= TASK BRIEF =
Transcribe each record below character for character.

= INFORMATION =
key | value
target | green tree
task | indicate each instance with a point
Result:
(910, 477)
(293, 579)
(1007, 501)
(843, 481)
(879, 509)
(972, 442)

= EXPECTED OUTPUT =
key | value
target | green tree
task | indicate each instance with a point
Result:
(910, 477)
(293, 579)
(1007, 501)
(843, 481)
(879, 509)
(972, 442)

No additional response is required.